## Selected passage
Thousands of UK employers have not invested their employees’ pension payments during the coronavirus crisis — a sign of the pressure the pandemic has placed on businesses.
A Financial Times survey of pension companies uncovered a spike in employers missing payment deadlines. When pension contributions are not paid, the saver can miss out on potential investment returns that are tax-free and boost their retirement pot.
Steve Webb, partner with Lane, Clark & Peacock, a firm of actuarial consultants, said it seemed “very likely” that the numbers of employers skipping pension payments would increase “as firms faced severe cash flow pressures in the current crisis”.
More than 1.7m employers around the UK are currently obliged to make pension contributions of at least 8 per cent of pensionable pay, on behalf of around 10m staff. At least 5 per cent of this contribution is from the worker and minimum of 3 per cent from the company.
The contributions must be handed to a pension company by the 22nd day of the month after they are deducted from staff paypackets.
The Pensions Ombudsman, the industry watchdog, says it is now preparing for a jump in complaints from workers about the missed contributions.
“Given the financial pressure on businesses as a result of Covid-19 we believe it is extremely likely that there will be an increase in the number of complaints concerning missing contributions,” the ombudsman told the FT.
“Although expected, it is too early to tell how great the increase post-Covid will be,” it added.
According to the FT’s survey, nearly one in ten of the 20,000 employers on Royal London’s pension book had missed the deadline for payments since the lockdown in March, putting themselves at risk of a fine or court action by the regulator.
“Pre-lockdown approximately 300 employers had not paid premiums within the regulatory timescales, which accounted for around 1.57 per cent of the book,” said Royal London.
“This rose to 1,455 by the end of May (7.54 per cent). However, we have seen steady decreases since that point and in August 629 employers had not paid premiums.”
NEST, the state-backed workplace pension provider, which has 820,000 employers on its books, said 16,700 employers had missed their payment deadline in July — up from 13,000 in March. However, NEST said it was not able to say whether this was due to Covid-19 or to regular seasonal variations.

## Exercise data
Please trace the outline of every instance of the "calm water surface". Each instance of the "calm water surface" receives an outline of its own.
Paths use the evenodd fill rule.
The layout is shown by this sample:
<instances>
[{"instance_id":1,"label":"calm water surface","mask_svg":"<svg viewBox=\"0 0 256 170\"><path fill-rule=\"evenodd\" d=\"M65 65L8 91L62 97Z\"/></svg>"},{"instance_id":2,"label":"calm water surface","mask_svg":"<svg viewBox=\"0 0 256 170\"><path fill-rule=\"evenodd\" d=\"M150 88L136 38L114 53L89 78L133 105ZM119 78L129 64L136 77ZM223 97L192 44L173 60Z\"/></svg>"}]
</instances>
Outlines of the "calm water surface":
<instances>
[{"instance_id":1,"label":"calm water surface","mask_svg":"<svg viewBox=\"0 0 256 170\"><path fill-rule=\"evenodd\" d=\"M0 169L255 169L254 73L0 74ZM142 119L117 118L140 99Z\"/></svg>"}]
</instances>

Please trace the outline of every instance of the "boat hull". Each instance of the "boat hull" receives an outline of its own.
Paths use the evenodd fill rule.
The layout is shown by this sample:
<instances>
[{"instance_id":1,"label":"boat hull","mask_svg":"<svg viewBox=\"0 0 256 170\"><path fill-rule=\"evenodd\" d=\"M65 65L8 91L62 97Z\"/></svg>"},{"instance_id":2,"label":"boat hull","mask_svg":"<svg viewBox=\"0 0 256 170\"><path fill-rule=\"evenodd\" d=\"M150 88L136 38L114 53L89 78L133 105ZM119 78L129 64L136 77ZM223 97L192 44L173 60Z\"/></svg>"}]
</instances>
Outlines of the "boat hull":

## What to do
Revise the article on missed pension payments by rewriting everything from "The Pensions Ombudsman, the" down to "by the regulator." with "complaints" replaced by "grievances".

## Output for this task
The Pensions Ombudsman, the industry watchdog, says it is now preparing for a jump in grievances from workers about the missed contributions.
“Given the financial pressure on businesses as a result of Covid-19 we believe it is extremely likely that there will be an increase in the number of grievances concerning missing contributions,” the ombudsman told the FT.
“Although expected, it is too early to tell how great the increase post-Covid will be,” it added.
According to the FT’s survey, nearly one in ten of the 20,000 employers on Royal London’s pension book had missed the deadline for payments since the lockdown in March, putting themselves at risk of a fine or court action by the regulator.